◆ **DIRECTION 1**: Reproduce word for word the stretch of the $group page from "What Survives After" through "documents are gone.".
◆ **DIRECTION 2**: Write the next part of the $group page, starting after its last sentence.

◆ **TEXT**:
****************
← back

$group
Aggregation & Accumulators

FILE  22_aggregation_group
TOPIC  _id Key · Accumulators · Null Group · Memory Limits · Compound Keys · Patterns
LEVEL  Foundation
01
What is $group
Collapse many documents into one per group key
group

$group is the aggregation pipeline's equivalent of SQL GROUP BY. It consumes all input documents and collapses them into one output document per unique _id value. Accumulators compute values across all documents in each group.

Basic Syntax

{
  $group: {
    _id:          <expression>,             // REQUIRED — the grouping key
    <fieldName>:  { <accumulator>: <expr> } // one or more accumulated fields
  }
}

// Group orders by status, count and sum
db.orders.aggregate([
  {
    $group: {
      _id:         "$status",
      orderCount:  { $sum: 1 },
      totalAmount: { $sum: "$amount" },
      avgAmount:   { $avg: "$amount" }
    }
  }
])
// Output — one document per distinct status value:
// { _id: "completed", orderCount: 142, totalAmount: 58240, avgAmount: 410.1 }
// { _id: "pending",   orderCount:  31, totalAmount:  9800, avgAmount: 316.1 }

What Survives After $group

$group is destructive — only the _id field and explicitly accumulated fields survive in the output. All other fields from the input documents are gone.

// Input documents have: _id, name, status, amount, region, createdAt
// After $group on status — only _id and declared accumulators remain
{
  $group: {
    _id:   "$status",
    count: { $sum: 1 }
  }
}
// Output: { _id: "completed", count: 142 }
// Gone: name, amount, region, createdAt — no reference to originals
NOTE
After $group, the only way to reference original document fields is through accumulator outputs. If you need a scalar field from the source (like the document's name), use $first or $last to capture it during grouping. You cannot reach back to original fields after the stage is past.
02
The _id Key
Grouping granularity — null, scalar, expression, compound
key

The _id field in $group defines the grouping key. Every document with the same _id value produces a single output document. The value can be any expression.
****************
◆ **RAW DATA**:
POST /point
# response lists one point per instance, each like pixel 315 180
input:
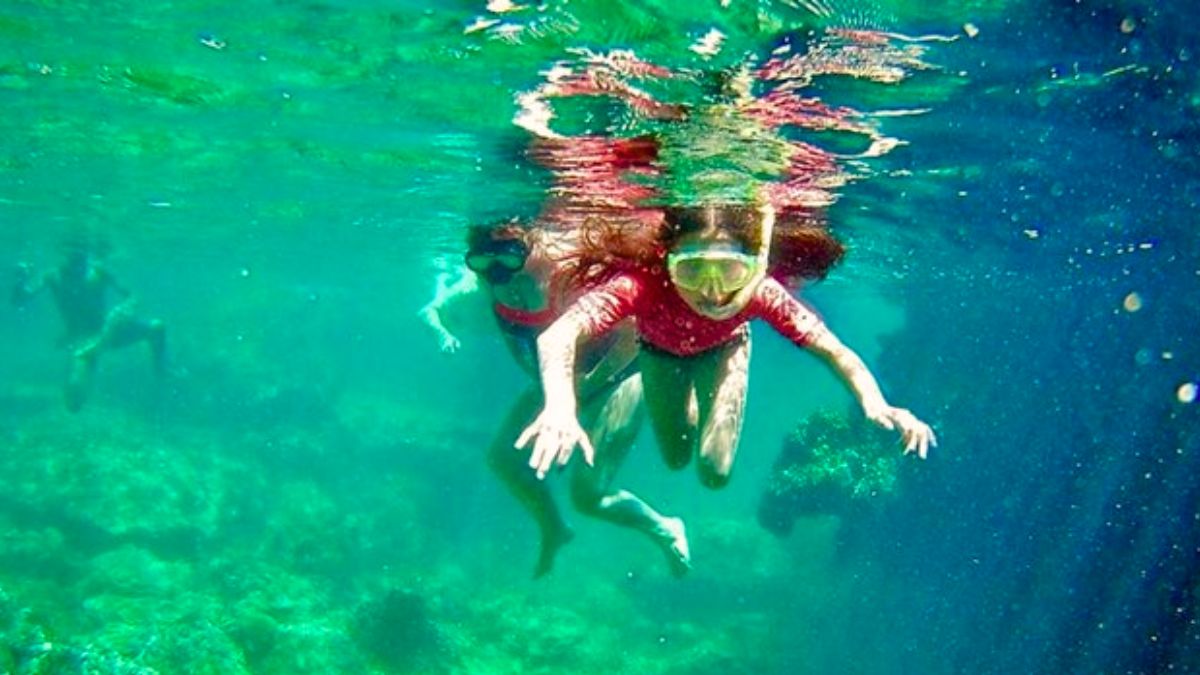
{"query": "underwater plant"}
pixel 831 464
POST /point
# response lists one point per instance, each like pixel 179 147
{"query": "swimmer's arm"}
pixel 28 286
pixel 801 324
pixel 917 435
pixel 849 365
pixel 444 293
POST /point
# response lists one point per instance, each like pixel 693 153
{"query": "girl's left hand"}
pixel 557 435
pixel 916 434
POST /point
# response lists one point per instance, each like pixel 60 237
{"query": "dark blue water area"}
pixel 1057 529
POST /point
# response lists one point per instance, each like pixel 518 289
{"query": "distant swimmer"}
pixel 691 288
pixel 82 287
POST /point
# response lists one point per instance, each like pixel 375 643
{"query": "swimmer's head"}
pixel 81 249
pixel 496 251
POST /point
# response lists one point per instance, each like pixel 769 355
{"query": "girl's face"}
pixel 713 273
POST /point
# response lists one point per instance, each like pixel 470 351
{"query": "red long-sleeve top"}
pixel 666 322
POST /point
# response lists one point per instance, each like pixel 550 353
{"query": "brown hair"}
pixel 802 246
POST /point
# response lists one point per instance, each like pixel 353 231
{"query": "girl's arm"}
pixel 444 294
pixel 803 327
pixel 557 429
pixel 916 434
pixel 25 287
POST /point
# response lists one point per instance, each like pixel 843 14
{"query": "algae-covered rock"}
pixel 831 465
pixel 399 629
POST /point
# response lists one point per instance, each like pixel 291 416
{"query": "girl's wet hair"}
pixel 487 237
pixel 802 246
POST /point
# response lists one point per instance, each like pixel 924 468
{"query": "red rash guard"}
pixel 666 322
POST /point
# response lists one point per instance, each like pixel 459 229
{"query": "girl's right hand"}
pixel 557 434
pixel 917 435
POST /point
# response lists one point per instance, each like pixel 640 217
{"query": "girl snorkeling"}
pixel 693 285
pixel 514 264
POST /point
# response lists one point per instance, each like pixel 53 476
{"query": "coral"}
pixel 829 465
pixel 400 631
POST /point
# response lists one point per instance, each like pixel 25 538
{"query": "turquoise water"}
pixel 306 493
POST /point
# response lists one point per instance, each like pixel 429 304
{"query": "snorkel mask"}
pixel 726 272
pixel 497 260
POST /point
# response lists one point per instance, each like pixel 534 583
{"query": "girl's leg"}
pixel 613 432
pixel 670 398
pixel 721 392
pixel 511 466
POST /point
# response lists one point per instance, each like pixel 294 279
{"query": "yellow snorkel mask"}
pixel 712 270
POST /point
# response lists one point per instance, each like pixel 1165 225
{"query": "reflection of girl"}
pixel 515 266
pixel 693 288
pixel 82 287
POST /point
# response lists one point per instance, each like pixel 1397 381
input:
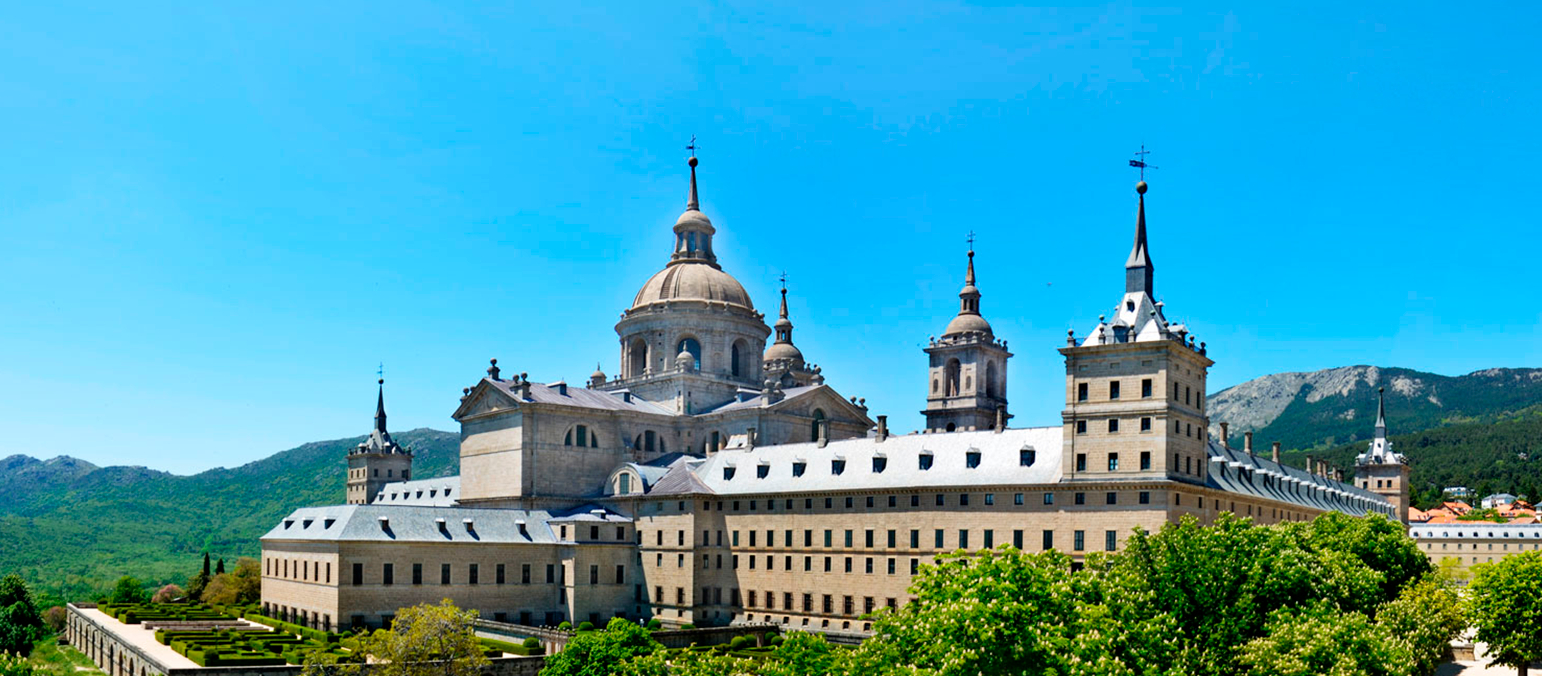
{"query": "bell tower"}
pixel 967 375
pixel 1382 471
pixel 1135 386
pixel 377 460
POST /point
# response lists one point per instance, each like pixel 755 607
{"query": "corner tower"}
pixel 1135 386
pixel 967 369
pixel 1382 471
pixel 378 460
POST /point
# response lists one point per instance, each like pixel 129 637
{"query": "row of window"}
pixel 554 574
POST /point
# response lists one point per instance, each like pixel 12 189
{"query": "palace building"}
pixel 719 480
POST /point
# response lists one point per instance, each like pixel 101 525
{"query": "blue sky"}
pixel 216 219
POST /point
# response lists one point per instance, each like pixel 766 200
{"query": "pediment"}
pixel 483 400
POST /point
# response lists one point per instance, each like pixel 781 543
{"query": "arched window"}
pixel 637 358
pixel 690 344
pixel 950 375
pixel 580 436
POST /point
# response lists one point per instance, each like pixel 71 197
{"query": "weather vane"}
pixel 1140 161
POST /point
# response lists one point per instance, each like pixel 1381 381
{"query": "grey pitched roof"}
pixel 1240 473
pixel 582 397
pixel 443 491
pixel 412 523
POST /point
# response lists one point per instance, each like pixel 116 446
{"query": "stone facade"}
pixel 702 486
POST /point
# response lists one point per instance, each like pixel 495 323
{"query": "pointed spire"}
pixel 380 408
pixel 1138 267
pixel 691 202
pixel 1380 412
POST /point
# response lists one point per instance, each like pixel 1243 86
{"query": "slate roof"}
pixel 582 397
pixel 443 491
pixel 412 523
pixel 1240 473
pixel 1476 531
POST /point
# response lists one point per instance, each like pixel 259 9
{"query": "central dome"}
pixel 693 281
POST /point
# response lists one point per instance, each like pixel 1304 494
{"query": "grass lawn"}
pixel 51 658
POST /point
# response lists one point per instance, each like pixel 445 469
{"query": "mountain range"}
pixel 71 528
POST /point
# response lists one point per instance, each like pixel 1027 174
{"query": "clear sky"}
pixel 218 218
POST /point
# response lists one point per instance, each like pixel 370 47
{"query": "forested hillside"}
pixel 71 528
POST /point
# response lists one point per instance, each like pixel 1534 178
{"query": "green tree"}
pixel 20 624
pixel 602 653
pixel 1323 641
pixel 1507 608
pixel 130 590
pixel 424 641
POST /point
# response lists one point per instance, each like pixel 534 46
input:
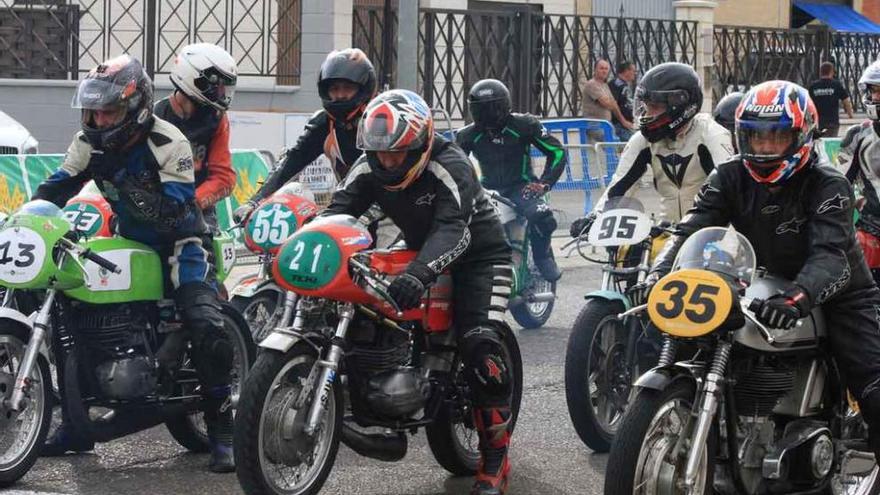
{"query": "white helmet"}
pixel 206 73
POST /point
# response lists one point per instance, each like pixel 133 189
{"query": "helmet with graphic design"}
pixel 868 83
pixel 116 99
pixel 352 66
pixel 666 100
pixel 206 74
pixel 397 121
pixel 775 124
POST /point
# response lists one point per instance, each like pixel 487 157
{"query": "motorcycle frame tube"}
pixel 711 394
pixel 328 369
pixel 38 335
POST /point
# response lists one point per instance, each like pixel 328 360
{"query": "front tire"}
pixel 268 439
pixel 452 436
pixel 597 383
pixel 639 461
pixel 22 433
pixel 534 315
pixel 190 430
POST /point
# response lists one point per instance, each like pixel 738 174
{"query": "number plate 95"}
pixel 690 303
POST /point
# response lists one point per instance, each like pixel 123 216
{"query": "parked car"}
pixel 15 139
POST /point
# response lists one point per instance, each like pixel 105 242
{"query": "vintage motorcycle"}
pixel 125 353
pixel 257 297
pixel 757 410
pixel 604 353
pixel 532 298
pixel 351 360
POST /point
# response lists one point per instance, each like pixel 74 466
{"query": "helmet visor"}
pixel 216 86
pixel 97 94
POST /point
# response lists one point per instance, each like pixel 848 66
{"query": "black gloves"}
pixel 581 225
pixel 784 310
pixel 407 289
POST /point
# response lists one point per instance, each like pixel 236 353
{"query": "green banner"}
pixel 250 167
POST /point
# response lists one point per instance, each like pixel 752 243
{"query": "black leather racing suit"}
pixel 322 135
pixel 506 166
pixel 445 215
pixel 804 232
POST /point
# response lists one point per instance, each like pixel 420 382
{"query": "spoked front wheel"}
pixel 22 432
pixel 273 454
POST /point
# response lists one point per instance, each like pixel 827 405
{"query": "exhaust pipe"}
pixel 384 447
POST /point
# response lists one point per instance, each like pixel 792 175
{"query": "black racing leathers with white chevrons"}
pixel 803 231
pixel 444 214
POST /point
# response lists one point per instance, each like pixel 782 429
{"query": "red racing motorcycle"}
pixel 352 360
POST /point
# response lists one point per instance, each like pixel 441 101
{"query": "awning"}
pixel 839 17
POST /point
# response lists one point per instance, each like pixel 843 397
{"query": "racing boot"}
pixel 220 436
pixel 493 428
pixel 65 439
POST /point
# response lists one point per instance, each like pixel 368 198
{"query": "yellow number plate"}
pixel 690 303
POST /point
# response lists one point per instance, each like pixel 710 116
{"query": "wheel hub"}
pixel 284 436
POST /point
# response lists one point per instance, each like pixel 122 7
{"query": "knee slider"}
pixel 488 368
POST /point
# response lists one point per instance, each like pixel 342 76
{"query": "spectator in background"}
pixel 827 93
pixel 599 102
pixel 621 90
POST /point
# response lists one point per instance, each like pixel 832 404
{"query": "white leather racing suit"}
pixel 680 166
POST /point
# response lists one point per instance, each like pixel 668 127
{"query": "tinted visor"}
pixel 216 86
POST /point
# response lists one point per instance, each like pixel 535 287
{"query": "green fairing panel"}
****************
◆ **TASK ANSWER 1**:
What Survives After $group

$group is destructive — only the _id field and explicitly accumulated fields survive in the output. All other fields from the input documents are gone.

◆ **TASK ANSWER 2**:
_id: null — Whole Collection Aggregation

// _id: null groups ALL documents into a single output document
db.orders.aggregate([
  {
    $group: {
      _id:         null,
      totalRevenue: { $sum: "$amount" },
      orderCount:  { $sum: 1 },
      avgOrder:    { $avg: "$amount" }
    }
  }
])
// Output: one document summarising the entire collection
// { _id: null, totalRevenue: 108420, orderCount: 342, avgOrder: 316.7 }

Scalar Field Reference

// Group by a single field — most common pattern
{ $group: { _id: "$category", count: { $sum: 1 } } }
{ $group: { _id: "$region",   total: { $sum: "$sales" } } }
{ $group: { _id: "$userId",   orderCount: { $sum: 1 } } }

Expression as _id

// Group by computed value — e.g., first letter of name
{
  $group: {
    _id:   { $substrCP: ["$name", 0, 1] },  // first character
    count: { $sum: 1 }
  }
}

// Group by price tier (bucketing)
{
  $group: {
    _id: {
      $switch: {
        branches: [
          { case: { $lt: ["$price", 10]  }, then: "budget" },
          { case: { $lt: ["$price", 50]  }, then: "mid" },
          { case: { $lt: ["$price", 200] }, then: "premium" }
        ],
        default: "luxury"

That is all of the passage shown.